It is not ridiculous. It is as-expected. Arch is not for ease-of-use to non-
Linux-experts. I use Arch for its no-nonsense, simple attitude towards users
who know what they're doing. I'd expect Ubuntu (or Mac OS X) to sugar-coat and
abstract and hide away internal changes, I'd most certainly not accept Arch
doing things that way.

Arch is also a rolling-release, which means there isn't any nuance of
"release" to migrate to a new configuration or software-architecture. You have
SysV today, you have systemd tomorrow. You have /{s,}bin today, you have
symlinks to /usr/bin tomorrow. Coming from an Arch user for more than 2 years
(on a single installation that too), both those migrations were huge and both
were handled by Arch well. Where it would take Ubuntu or Fedora a proper
release to do either, it took me on Arch just a few minutes.

> And even then a system may occasionally render your system unbootable just
> because.

This sounds more like flame and less like substance. Not in the least because
I fail to understand the "a system _< verb>_ your system" grammar. I have also
never faced this problem, and it is suspicious such a thing would happen
without explicitly making a change to the system configuration. I have
maintained 4 DE configurations side-by-side, one of which is custom-rolled
(compiz-as-a-DE + bash-script-as-a-session-manager), and never had a scenario
where one boot was working and the next boot failed when I had made no changes
at all, and most certainly never "just because".

──────────

▶ YOUR TASKS
[1] In the comment about using Arch Linux, how many desktop environment configurations does the writer say they maintained side-by-side?
[2] In the Arch Linux comment, repeat the text from "Arch is also" to "a few minutes.".
[3] Go on with the comment about Arch Linux, starting after its final sentence.
You won't need the records for these tasks.

[Labeled-object pointing entries]

──────────

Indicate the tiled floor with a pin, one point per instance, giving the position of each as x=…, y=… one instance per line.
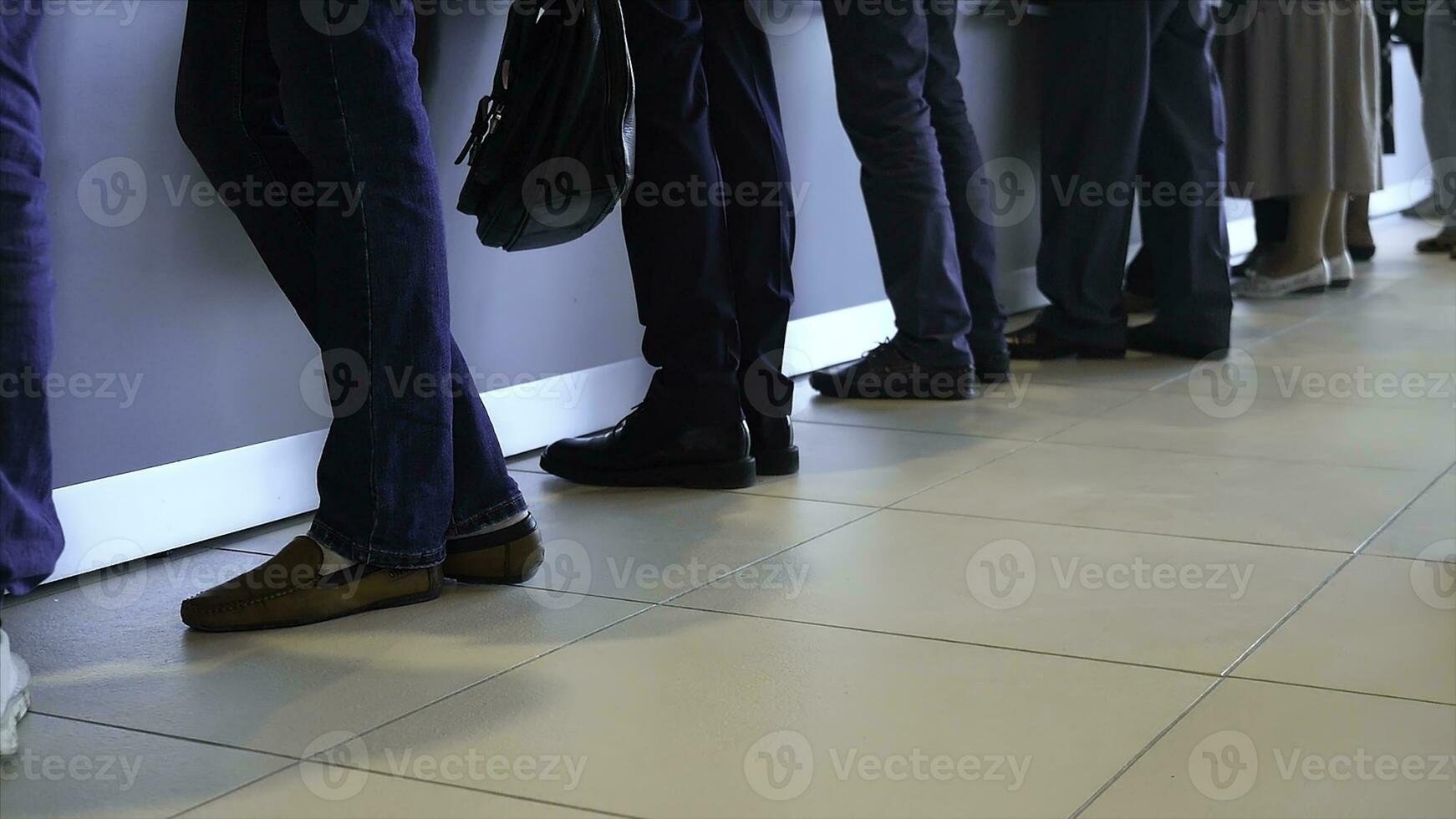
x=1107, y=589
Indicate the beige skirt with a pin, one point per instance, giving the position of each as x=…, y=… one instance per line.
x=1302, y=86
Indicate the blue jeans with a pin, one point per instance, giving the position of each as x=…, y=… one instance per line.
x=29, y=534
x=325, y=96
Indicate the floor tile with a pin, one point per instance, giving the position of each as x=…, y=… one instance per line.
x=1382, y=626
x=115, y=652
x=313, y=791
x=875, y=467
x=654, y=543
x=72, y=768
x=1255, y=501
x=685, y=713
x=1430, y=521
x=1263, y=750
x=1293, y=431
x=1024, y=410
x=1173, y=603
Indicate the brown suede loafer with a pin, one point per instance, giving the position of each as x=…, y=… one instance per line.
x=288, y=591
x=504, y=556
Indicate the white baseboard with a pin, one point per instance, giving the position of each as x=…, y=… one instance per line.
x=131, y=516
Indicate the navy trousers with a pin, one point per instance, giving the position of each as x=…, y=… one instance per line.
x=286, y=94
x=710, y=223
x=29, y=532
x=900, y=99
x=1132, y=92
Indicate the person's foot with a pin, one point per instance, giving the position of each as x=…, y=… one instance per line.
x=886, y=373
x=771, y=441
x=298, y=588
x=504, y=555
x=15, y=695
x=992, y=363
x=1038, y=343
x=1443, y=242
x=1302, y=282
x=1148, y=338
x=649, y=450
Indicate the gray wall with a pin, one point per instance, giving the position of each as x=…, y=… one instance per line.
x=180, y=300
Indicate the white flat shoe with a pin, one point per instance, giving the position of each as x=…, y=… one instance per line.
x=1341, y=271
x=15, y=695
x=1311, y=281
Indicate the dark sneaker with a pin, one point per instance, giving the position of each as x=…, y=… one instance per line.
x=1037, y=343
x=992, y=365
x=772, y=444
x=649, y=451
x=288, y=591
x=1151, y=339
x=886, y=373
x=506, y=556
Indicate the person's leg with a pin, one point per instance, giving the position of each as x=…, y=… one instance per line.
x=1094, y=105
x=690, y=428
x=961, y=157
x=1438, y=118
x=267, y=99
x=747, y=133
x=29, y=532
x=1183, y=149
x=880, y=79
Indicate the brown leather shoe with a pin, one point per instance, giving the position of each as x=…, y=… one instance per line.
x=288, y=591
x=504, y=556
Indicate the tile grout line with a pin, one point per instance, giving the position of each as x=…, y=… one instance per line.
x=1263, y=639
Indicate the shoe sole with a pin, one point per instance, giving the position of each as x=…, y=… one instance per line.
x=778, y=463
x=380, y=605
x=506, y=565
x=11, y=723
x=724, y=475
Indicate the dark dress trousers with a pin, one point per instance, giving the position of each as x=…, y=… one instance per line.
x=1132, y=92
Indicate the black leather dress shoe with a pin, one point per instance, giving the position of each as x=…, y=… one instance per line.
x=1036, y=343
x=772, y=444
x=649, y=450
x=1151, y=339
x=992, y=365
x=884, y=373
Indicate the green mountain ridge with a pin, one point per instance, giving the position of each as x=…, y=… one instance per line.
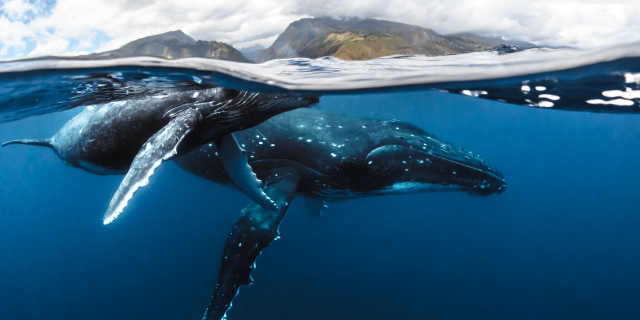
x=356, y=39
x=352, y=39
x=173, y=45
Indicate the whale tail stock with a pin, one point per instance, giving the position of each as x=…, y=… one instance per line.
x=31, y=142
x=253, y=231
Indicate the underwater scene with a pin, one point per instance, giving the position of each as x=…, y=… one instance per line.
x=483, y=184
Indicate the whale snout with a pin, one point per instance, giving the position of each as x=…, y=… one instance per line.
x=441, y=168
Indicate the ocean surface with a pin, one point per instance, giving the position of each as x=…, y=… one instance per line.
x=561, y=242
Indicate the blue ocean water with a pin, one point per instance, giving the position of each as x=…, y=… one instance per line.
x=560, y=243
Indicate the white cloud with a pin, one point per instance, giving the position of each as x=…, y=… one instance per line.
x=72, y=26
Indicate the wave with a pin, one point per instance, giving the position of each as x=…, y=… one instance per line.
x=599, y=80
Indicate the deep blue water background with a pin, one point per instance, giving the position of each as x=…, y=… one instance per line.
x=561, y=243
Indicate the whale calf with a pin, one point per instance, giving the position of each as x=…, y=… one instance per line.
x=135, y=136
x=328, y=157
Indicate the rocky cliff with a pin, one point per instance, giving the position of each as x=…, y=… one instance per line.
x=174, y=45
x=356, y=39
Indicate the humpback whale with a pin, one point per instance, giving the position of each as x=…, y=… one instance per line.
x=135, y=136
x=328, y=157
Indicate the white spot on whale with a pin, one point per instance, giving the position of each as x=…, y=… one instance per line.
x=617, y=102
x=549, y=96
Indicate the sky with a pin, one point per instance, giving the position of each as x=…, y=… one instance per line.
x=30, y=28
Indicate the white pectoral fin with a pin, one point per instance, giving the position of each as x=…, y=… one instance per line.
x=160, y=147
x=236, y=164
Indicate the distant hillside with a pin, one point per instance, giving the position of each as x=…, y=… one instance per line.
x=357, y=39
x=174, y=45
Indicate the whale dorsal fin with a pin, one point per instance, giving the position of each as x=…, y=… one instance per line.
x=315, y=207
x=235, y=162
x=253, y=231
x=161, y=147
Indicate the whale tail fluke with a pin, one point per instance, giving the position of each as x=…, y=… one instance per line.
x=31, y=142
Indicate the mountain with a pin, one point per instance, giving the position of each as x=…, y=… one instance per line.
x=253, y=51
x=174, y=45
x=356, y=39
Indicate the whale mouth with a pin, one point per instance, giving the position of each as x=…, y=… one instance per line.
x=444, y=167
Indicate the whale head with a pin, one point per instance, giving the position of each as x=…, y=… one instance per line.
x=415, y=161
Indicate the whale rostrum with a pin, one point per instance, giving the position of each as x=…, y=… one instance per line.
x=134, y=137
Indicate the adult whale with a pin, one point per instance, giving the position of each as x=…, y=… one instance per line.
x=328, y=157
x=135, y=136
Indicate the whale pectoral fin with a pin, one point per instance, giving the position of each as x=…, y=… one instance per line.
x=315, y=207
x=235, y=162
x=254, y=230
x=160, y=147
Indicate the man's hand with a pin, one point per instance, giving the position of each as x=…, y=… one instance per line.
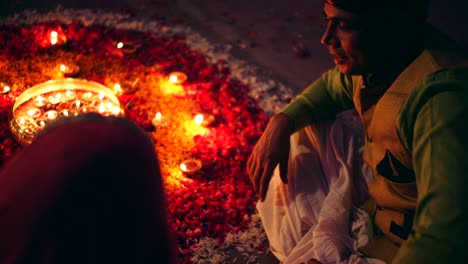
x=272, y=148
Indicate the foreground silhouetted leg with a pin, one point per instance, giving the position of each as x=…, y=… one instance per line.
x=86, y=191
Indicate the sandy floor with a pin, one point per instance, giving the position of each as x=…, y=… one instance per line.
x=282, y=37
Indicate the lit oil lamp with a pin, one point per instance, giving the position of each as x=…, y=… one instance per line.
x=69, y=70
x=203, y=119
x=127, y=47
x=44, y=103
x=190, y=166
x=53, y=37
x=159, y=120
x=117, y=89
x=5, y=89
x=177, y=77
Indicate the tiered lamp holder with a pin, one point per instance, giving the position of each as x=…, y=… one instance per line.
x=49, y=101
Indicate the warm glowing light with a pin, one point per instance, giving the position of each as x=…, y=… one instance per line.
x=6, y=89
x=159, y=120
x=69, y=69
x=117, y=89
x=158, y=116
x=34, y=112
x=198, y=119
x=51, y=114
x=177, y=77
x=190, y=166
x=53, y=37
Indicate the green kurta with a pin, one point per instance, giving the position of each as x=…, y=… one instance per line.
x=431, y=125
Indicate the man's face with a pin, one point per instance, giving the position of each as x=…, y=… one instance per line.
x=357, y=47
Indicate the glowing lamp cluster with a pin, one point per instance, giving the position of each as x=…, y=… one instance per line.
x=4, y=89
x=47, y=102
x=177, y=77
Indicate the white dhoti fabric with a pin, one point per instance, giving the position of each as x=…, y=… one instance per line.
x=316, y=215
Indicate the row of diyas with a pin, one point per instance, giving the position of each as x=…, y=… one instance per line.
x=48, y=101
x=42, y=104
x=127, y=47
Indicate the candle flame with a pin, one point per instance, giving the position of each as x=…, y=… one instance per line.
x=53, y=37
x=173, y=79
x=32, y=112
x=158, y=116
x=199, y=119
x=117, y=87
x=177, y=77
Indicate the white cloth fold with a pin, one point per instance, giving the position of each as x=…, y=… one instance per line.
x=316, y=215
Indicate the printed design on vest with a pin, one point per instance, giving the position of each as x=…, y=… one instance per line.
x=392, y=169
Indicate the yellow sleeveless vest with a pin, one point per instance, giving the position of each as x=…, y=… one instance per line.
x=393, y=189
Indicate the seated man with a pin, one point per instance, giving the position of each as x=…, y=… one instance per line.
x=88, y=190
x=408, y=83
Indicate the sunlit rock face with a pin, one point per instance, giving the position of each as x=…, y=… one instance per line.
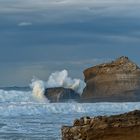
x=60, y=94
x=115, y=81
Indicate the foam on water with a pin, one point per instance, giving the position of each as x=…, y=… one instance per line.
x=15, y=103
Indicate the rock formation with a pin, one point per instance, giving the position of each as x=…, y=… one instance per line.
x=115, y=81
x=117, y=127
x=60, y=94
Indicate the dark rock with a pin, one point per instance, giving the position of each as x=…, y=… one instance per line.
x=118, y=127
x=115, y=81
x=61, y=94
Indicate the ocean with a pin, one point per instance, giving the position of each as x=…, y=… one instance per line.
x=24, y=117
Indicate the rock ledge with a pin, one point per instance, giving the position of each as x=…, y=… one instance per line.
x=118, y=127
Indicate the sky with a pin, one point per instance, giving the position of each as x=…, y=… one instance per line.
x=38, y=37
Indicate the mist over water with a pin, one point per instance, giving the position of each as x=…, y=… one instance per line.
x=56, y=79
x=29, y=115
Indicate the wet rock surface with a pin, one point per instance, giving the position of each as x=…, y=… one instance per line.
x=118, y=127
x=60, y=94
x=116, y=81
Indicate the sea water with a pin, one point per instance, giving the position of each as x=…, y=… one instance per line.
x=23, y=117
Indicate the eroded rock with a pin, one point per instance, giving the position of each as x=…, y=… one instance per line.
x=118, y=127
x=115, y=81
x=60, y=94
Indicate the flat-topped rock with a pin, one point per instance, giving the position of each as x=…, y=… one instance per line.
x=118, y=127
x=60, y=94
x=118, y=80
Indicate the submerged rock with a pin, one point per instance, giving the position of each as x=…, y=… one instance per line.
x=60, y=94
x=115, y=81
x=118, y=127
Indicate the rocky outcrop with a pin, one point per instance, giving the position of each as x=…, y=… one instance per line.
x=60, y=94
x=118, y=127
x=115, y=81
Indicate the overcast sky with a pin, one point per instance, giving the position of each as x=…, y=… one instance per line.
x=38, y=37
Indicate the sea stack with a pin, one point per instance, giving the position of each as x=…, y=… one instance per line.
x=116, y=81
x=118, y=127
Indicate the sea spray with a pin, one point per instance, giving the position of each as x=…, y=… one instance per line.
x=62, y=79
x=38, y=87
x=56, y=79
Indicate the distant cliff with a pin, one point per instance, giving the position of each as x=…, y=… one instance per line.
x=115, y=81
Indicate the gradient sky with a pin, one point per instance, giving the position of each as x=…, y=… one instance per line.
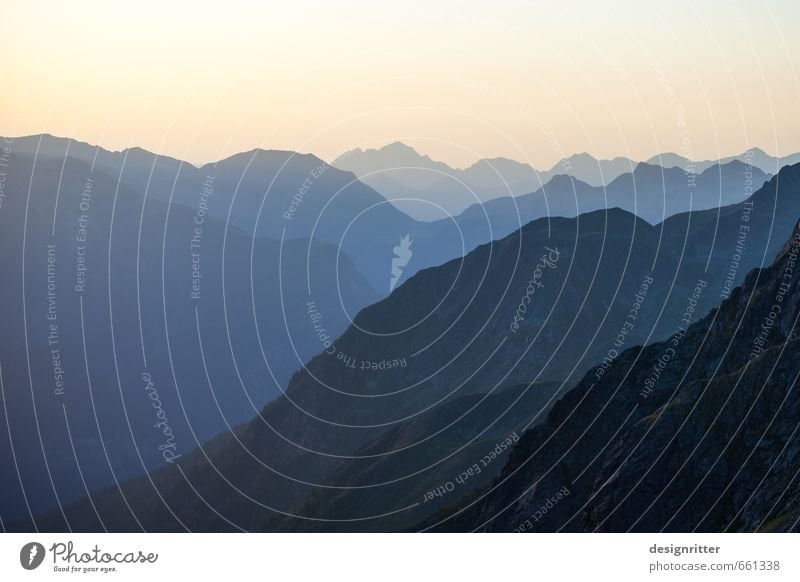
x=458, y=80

──────────

▶ RESPONSES BY TASK
[1] Four.

[2]
Arch is also a rolling-release, which means there isn't any nuance of
"release" to migrate to a new configuration or software-architecture. You have
SysV today, you have systemd tomorrow. You have /{s,}bin today, you have
symlinks to /usr/bin tomorrow. Coming from an Arch user for more than 2 years
(on a single installation that too), both those migrations were huge and both
were handled by Arch well. Where it would take Ubuntu or Fedora a proper
release to do either, it took me on Arch just a few minutes.

[3]
Arch works for me, because I know how to work Arch. If Arch seems inexplicable
to you (evidenced by your use of the phrase "just because"), perhaps you
should be using a distro where understanding your OS internals is not a
prerequisite.

That said, I agree that Arch is not suited for use cases where downtime would
cost heavily, not because there is a propensity of the OS to fail (there
isn't), but because there is a propensity of the OS admin to stumble, and the
need for a more qualified OS admin than would be required to run Ubuntu et al.
I have used Arch in production servers without issue, but I would not dare to
do so in cases where there are other admins involved, precisely because I
don't expect them to know Arch.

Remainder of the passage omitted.